Passage shown:
-- BEGIN --
The hearing represented the first time lawmakers on Capitol Hill have taken up the issue of solitary confinement. The National Religious Campaign Against Torture (NRCAT), of which ISNA is a founding member, also provided testimony at the hearing. NRCAT is a growing membership organization of religious organizations committed to ending U.S.-sponsored torture, and cruel, inhuman and degrading treatment. Click here to read NRCAT’s full testimony.
The hearing discussed both the psychological and physical effects that prolonged solitary confinement can entail. On any given day 80,000 people in the U.S. criminal justice system are held in solitary confinement. Studies show that these individuals are nearly twice as likely to develop psychopathologies in prison as the general prison population and they are also more likely to re-commit crimes after they are released.
“We stand here today as communities who are compelled by our faiths to speak out against injustice wherever we may find it,” said Maggie Siddiqi at a press conference to end the 23-hour fast. “And we stand here as Americans, legally bound by our Constitution to put an end to cruel and unusual punishment, because solitary confinement is just that – a practice which goes beyond the punishment of incarceration, to inflicting psychological and physical damage on the individual, as well as serious moral damage on our nation.” The full statement is below.
In the name of God, the Merciful, the Compassionate:
We stand here today as communities who are compelled by our faiths to speak out against injustice wherever we may find it. And we stand here as Americans, legally bound by our Constitution to put an end to cruel and unusual punishment, because solitary confinement is just that – a practice which goes beyond the punishment of incarceration, to inflicting psychological and physical damage on the individual, as well as serious moral damage on our nation.
We heard today about the many harms of this practice, and from the many ways in which our faith traditions call for its end, and I would like to add one more point to this. In the Qur’an, God tells us in His infinite wisdom that He is “the One who causes the dawn to break; and He has made the night to be [a source of] stillness…. (6:96)” When we subject prisoners to at least 23 hours of blinding white artificial light in a solitary cell, we rob them of a precious gift from their Creator – the gift of daylight and of nighttime – a time of stillness, prayer, and reflection on a new way forward after a past of wrongdoing. When we break our fasts after 23 hours of solidarity with those individuals subjected to this torture, we ask God to cause the dawn to break for a new way forward in our federal prison system. We ask that He guide our nation to put an end to cruel practices that unnecessarily deprive His creation of His precious gifts.
-- END --
Data section:
-- BEGIN --
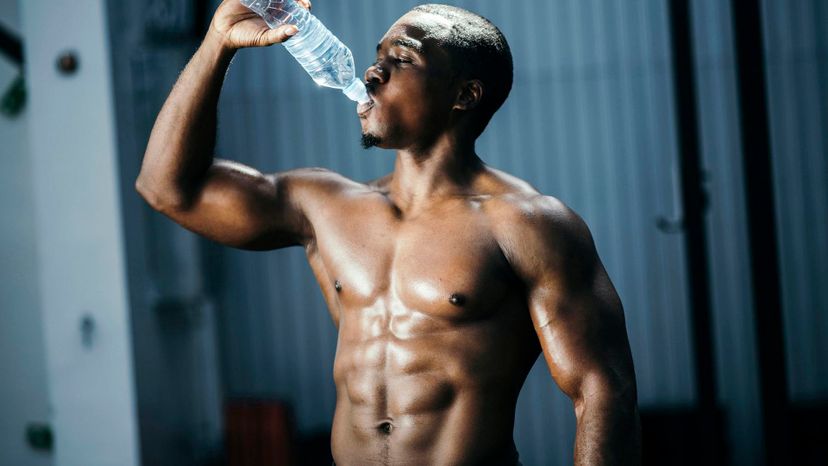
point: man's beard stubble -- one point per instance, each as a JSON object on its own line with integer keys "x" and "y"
{"x": 369, "y": 140}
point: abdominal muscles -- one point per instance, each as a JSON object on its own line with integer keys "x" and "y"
{"x": 439, "y": 395}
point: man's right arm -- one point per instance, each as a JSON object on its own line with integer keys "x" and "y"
{"x": 225, "y": 201}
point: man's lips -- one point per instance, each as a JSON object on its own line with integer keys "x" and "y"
{"x": 364, "y": 108}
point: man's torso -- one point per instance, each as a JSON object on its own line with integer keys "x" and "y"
{"x": 435, "y": 339}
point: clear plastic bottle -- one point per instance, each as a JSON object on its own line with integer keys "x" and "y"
{"x": 326, "y": 59}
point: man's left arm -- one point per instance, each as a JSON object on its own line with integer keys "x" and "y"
{"x": 579, "y": 320}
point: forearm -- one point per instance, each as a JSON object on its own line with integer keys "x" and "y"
{"x": 608, "y": 432}
{"x": 181, "y": 145}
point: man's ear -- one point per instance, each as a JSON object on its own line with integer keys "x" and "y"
{"x": 470, "y": 95}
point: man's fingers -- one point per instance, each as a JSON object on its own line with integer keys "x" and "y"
{"x": 281, "y": 34}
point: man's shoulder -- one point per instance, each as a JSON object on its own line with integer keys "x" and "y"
{"x": 534, "y": 229}
{"x": 321, "y": 180}
{"x": 521, "y": 210}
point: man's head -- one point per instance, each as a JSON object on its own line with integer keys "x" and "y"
{"x": 439, "y": 68}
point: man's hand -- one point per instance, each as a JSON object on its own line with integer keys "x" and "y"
{"x": 237, "y": 26}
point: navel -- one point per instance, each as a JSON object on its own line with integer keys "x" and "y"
{"x": 457, "y": 299}
{"x": 385, "y": 428}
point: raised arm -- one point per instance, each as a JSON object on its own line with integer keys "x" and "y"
{"x": 579, "y": 321}
{"x": 225, "y": 201}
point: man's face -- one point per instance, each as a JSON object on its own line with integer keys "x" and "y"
{"x": 411, "y": 85}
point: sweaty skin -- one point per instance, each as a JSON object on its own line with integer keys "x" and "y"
{"x": 446, "y": 278}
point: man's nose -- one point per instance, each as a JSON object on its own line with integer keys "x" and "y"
{"x": 376, "y": 74}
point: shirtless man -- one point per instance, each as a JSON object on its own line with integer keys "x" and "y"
{"x": 446, "y": 278}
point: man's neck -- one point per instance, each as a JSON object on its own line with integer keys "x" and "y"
{"x": 421, "y": 177}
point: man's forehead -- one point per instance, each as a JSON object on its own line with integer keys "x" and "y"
{"x": 421, "y": 27}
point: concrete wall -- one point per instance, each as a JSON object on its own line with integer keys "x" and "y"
{"x": 24, "y": 389}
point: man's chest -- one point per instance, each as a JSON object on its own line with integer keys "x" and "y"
{"x": 444, "y": 264}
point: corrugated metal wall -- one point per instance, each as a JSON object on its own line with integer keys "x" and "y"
{"x": 733, "y": 334}
{"x": 796, "y": 44}
{"x": 590, "y": 121}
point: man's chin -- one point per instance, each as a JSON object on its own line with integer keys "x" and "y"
{"x": 369, "y": 140}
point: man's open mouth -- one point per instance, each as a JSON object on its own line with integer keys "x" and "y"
{"x": 364, "y": 108}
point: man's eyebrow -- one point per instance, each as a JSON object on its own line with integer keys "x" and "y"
{"x": 405, "y": 43}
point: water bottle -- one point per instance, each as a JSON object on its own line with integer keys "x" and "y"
{"x": 326, "y": 59}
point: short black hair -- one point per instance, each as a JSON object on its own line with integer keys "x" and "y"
{"x": 479, "y": 51}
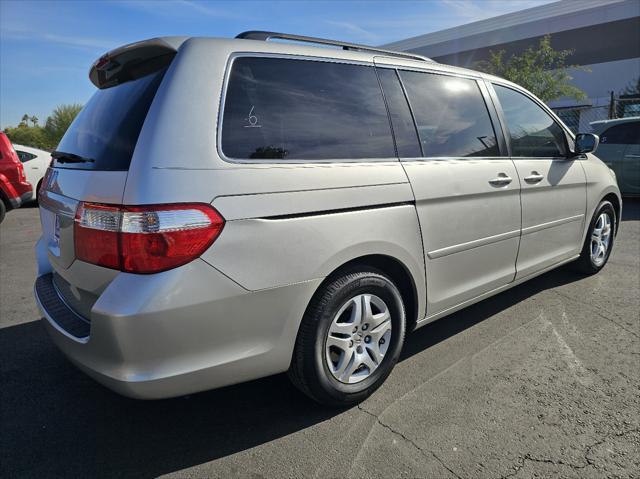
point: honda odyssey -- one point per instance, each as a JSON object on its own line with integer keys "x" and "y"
{"x": 227, "y": 209}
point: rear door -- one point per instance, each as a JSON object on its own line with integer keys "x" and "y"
{"x": 620, "y": 149}
{"x": 467, "y": 193}
{"x": 553, "y": 186}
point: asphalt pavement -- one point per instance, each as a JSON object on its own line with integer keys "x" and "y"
{"x": 540, "y": 381}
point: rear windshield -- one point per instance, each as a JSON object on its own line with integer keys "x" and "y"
{"x": 107, "y": 128}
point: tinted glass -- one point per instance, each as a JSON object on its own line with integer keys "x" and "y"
{"x": 404, "y": 130}
{"x": 24, "y": 156}
{"x": 533, "y": 132}
{"x": 298, "y": 110}
{"x": 107, "y": 128}
{"x": 625, "y": 134}
{"x": 451, "y": 115}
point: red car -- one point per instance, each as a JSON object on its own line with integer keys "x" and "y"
{"x": 14, "y": 188}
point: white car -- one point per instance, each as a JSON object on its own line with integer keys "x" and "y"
{"x": 35, "y": 164}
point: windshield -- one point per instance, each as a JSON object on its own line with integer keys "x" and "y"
{"x": 107, "y": 128}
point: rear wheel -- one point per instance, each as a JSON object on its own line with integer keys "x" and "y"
{"x": 350, "y": 338}
{"x": 599, "y": 241}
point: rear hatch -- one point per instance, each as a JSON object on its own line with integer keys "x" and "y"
{"x": 92, "y": 161}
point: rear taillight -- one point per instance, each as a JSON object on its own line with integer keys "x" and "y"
{"x": 144, "y": 239}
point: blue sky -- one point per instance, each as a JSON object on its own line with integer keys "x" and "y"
{"x": 46, "y": 47}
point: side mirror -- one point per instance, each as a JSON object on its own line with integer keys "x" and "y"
{"x": 586, "y": 143}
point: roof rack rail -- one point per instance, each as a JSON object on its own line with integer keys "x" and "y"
{"x": 265, "y": 36}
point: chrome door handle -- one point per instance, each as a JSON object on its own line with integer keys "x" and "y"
{"x": 501, "y": 180}
{"x": 534, "y": 177}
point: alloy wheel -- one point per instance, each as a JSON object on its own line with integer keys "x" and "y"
{"x": 358, "y": 338}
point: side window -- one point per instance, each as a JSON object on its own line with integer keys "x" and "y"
{"x": 290, "y": 109}
{"x": 404, "y": 129}
{"x": 533, "y": 132}
{"x": 24, "y": 156}
{"x": 451, "y": 116}
{"x": 624, "y": 134}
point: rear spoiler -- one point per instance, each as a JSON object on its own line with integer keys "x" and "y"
{"x": 133, "y": 61}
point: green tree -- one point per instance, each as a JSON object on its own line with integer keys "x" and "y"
{"x": 633, "y": 88}
{"x": 543, "y": 71}
{"x": 33, "y": 136}
{"x": 57, "y": 124}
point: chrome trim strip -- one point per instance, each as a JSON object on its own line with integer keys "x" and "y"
{"x": 550, "y": 224}
{"x": 439, "y": 253}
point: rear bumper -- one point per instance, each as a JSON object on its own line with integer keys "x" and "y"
{"x": 177, "y": 332}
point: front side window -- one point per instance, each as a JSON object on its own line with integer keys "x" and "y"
{"x": 451, "y": 116}
{"x": 624, "y": 134}
{"x": 288, "y": 109}
{"x": 533, "y": 132}
{"x": 24, "y": 156}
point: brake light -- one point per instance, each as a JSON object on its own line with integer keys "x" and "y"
{"x": 144, "y": 239}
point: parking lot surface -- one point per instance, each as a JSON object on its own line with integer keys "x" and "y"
{"x": 542, "y": 380}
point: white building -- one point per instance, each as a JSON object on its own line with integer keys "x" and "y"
{"x": 604, "y": 34}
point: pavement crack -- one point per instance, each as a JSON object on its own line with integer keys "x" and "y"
{"x": 597, "y": 311}
{"x": 588, "y": 461}
{"x": 422, "y": 451}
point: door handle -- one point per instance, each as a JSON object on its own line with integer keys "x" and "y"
{"x": 501, "y": 180}
{"x": 534, "y": 177}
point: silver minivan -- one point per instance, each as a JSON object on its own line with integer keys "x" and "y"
{"x": 227, "y": 209}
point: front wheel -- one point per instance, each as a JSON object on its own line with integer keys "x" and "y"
{"x": 599, "y": 241}
{"x": 350, "y": 338}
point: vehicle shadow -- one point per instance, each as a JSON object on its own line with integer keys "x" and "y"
{"x": 55, "y": 421}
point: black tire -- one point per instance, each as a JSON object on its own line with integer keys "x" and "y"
{"x": 309, "y": 370}
{"x": 3, "y": 210}
{"x": 585, "y": 263}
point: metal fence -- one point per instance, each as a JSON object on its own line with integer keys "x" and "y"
{"x": 580, "y": 118}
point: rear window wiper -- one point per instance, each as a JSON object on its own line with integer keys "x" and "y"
{"x": 63, "y": 157}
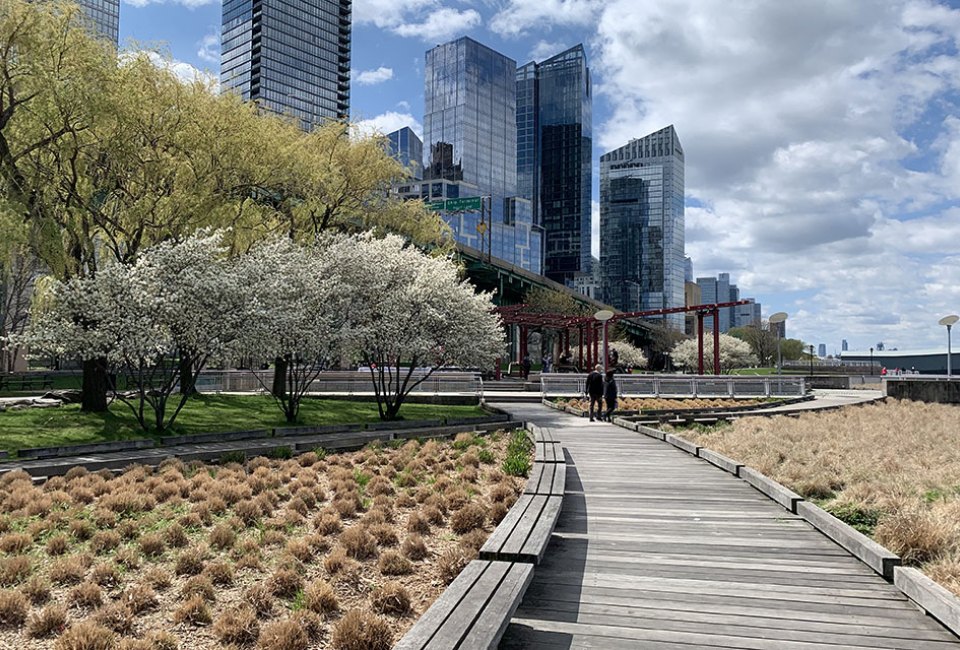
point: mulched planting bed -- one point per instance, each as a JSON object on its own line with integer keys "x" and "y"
{"x": 343, "y": 551}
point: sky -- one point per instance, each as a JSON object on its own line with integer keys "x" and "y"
{"x": 822, "y": 138}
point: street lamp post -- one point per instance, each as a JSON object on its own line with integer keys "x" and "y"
{"x": 604, "y": 316}
{"x": 948, "y": 322}
{"x": 776, "y": 319}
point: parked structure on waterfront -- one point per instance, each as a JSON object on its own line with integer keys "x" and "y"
{"x": 290, "y": 56}
{"x": 554, "y": 159}
{"x": 642, "y": 224}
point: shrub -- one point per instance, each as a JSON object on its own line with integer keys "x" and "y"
{"x": 358, "y": 543}
{"x": 237, "y": 625}
{"x": 87, "y": 594}
{"x": 286, "y": 583}
{"x": 49, "y": 621}
{"x": 86, "y": 635}
{"x": 285, "y": 634}
{"x": 359, "y": 630}
{"x": 470, "y": 517}
{"x": 320, "y": 597}
{"x": 116, "y": 617}
{"x": 14, "y": 570}
{"x": 414, "y": 547}
{"x": 260, "y": 597}
{"x": 13, "y": 608}
{"x": 392, "y": 563}
{"x": 193, "y": 611}
{"x": 391, "y": 598}
{"x": 152, "y": 545}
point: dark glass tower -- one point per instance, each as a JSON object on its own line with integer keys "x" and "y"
{"x": 641, "y": 224}
{"x": 470, "y": 149}
{"x": 291, "y": 56}
{"x": 554, "y": 155}
{"x": 105, "y": 15}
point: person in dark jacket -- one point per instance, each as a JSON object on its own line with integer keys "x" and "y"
{"x": 610, "y": 395}
{"x": 595, "y": 391}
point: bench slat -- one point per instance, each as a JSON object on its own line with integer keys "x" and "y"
{"x": 488, "y": 629}
{"x": 420, "y": 634}
{"x": 458, "y": 623}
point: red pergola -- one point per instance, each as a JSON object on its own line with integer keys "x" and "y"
{"x": 589, "y": 328}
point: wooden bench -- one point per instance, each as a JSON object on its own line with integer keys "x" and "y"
{"x": 474, "y": 611}
{"x": 547, "y": 478}
{"x": 524, "y": 533}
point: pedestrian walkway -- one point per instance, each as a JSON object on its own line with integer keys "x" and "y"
{"x": 658, "y": 549}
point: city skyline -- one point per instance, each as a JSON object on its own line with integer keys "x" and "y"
{"x": 809, "y": 177}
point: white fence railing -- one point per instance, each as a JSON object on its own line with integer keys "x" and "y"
-- END --
Task to carry out: Please write out the solitary confinement passage, beginning at the words "The hearing represented" and stopping after "NRCAT’s full testimony.". Rely only on the solitary confinement passage, not the rows.

The response:
The hearing represented the first time lawmakers on Capitol Hill have taken up the issue of solitary confinement. The National Religious Campaign Against Torture (NRCAT), of which ISNA is a founding member, also provided testimony at the hearing. NRCAT is a growing membership organization of religious organizations committed to ending U.S.-sponsored torture, and cruel, inhuman and degrading treatment. Click here to read NRCAT’s full testimony.